## START RECORDS PROVIDED

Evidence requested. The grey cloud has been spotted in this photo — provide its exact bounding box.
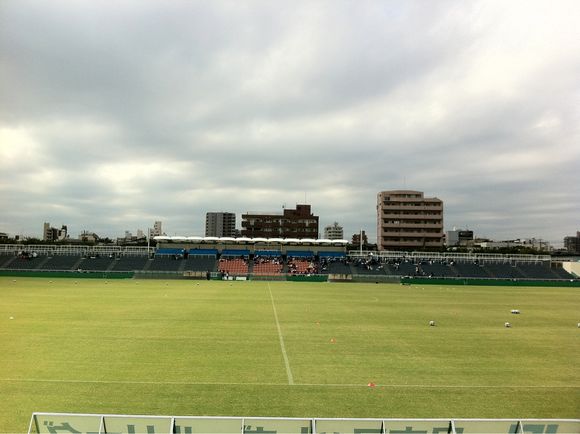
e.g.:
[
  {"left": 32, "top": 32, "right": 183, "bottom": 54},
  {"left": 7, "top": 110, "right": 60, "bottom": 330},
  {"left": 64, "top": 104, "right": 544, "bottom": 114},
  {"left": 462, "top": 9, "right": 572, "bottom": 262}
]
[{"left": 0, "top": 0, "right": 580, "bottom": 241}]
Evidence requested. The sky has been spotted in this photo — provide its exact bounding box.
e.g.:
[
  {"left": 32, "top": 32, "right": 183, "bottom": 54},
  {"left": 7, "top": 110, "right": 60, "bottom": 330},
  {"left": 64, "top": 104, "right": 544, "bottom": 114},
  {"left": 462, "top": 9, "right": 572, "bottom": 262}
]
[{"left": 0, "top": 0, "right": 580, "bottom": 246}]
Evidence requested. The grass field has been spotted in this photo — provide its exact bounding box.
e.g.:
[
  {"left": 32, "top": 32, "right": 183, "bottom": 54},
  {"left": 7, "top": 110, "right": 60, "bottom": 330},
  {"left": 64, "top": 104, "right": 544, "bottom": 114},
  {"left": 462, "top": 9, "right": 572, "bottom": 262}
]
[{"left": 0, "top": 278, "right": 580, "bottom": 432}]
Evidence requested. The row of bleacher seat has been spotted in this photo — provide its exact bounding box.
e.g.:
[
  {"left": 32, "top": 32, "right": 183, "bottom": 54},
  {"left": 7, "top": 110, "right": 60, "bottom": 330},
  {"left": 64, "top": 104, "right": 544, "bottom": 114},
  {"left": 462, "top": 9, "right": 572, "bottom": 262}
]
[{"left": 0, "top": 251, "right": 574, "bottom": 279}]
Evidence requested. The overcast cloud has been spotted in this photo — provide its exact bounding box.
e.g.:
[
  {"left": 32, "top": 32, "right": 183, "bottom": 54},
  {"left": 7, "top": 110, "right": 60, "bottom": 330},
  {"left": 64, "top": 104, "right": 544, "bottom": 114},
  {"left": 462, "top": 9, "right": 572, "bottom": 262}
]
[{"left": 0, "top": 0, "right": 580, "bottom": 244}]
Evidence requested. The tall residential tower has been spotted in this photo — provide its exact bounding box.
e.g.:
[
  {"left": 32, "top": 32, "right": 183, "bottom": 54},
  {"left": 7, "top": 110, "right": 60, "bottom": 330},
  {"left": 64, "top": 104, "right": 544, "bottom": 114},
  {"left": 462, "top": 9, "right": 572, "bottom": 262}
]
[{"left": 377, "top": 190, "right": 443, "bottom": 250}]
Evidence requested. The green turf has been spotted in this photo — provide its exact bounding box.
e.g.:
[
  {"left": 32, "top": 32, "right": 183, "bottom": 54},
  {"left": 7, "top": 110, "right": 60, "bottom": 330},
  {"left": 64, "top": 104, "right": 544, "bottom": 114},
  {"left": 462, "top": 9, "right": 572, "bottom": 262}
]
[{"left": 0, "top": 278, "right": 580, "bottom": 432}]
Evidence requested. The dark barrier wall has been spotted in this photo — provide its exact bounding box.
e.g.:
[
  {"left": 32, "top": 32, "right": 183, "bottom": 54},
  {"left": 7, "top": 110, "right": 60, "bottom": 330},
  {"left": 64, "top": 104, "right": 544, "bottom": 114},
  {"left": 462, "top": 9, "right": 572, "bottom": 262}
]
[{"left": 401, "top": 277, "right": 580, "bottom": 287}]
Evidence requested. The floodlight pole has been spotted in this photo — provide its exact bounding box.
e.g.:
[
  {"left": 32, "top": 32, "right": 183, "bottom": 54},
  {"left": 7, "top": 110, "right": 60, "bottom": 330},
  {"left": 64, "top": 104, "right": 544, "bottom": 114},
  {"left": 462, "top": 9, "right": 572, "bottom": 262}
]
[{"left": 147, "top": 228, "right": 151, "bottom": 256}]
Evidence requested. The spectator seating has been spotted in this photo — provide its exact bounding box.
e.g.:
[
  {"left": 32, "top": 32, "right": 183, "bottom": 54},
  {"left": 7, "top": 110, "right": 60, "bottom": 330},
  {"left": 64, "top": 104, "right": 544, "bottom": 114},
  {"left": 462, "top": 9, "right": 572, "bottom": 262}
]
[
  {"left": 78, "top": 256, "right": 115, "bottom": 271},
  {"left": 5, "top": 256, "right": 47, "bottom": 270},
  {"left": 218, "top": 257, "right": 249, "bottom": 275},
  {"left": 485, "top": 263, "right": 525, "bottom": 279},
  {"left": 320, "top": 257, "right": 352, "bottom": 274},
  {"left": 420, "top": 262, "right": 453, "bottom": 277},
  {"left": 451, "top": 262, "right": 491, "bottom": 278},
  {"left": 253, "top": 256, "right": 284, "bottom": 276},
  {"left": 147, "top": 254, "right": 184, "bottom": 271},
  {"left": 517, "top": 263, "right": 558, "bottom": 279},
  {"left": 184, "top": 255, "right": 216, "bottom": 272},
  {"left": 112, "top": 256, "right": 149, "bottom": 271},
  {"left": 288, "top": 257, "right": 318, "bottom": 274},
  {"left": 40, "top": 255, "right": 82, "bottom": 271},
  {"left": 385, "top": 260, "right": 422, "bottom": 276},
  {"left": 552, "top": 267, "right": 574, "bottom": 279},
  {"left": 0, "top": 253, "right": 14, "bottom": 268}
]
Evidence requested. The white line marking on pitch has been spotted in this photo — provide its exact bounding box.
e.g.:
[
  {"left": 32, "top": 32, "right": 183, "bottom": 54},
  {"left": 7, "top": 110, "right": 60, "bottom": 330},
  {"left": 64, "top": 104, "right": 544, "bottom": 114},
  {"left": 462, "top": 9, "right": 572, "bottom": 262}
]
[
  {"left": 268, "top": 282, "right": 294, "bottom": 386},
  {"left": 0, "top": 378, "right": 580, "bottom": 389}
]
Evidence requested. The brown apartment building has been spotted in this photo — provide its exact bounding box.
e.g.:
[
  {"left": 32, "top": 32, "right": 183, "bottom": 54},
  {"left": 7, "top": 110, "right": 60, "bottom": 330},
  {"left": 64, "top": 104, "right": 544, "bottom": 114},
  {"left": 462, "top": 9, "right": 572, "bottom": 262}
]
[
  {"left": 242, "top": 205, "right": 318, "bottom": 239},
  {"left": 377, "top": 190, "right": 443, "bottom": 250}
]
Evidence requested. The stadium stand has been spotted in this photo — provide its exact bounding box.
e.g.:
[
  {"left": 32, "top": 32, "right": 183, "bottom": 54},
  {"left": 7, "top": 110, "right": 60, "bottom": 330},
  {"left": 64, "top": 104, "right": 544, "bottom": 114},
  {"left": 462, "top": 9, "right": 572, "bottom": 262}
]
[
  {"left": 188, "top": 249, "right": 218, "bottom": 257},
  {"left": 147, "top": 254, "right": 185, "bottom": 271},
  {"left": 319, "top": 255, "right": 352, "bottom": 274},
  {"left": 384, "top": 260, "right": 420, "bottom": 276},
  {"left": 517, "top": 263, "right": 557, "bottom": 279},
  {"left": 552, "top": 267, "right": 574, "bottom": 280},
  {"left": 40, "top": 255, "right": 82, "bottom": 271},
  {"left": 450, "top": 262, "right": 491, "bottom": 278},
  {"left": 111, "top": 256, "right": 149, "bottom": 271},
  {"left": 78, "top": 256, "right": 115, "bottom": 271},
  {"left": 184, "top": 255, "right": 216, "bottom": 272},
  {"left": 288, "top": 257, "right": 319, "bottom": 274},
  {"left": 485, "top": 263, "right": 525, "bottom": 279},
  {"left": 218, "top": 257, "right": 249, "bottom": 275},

## END RECORDS PROVIDED

SET PROBLEM.
Rewrite the stretch from the line containing "Evidence requested. The brown" through the end of the listing, swapping "stadium stand" for "grandstand" and leaving everything else the same.

SOLVED PROBLEM.
Evidence requested. The brown apartment building has been spotted in this photo — provide its exact bounding box.
e.g.:
[
  {"left": 32, "top": 32, "right": 183, "bottom": 54},
  {"left": 7, "top": 110, "right": 60, "bottom": 330},
  {"left": 64, "top": 104, "right": 544, "bottom": 114},
  {"left": 462, "top": 9, "right": 572, "bottom": 262}
]
[
  {"left": 242, "top": 205, "right": 318, "bottom": 239},
  {"left": 377, "top": 190, "right": 443, "bottom": 250}
]
Evidence requested. The grandstand has been spotted in this photo — provide its exact bounding box.
e.g.:
[
  {"left": 32, "top": 32, "right": 183, "bottom": 54},
  {"left": 7, "top": 110, "right": 60, "bottom": 330},
  {"left": 64, "top": 104, "right": 544, "bottom": 114},
  {"left": 462, "top": 9, "right": 572, "bottom": 262}
]
[
  {"left": 188, "top": 249, "right": 218, "bottom": 257},
  {"left": 147, "top": 254, "right": 185, "bottom": 271},
  {"left": 319, "top": 255, "right": 352, "bottom": 274},
  {"left": 384, "top": 260, "right": 420, "bottom": 276},
  {"left": 517, "top": 263, "right": 557, "bottom": 279},
  {"left": 552, "top": 267, "right": 574, "bottom": 280},
  {"left": 40, "top": 255, "right": 82, "bottom": 271},
  {"left": 450, "top": 262, "right": 491, "bottom": 278},
  {"left": 111, "top": 256, "right": 149, "bottom": 271},
  {"left": 78, "top": 256, "right": 115, "bottom": 271},
  {"left": 184, "top": 255, "right": 216, "bottom": 272},
  {"left": 288, "top": 257, "right": 319, "bottom": 274},
  {"left": 485, "top": 263, "right": 525, "bottom": 279},
  {"left": 218, "top": 257, "right": 249, "bottom": 275},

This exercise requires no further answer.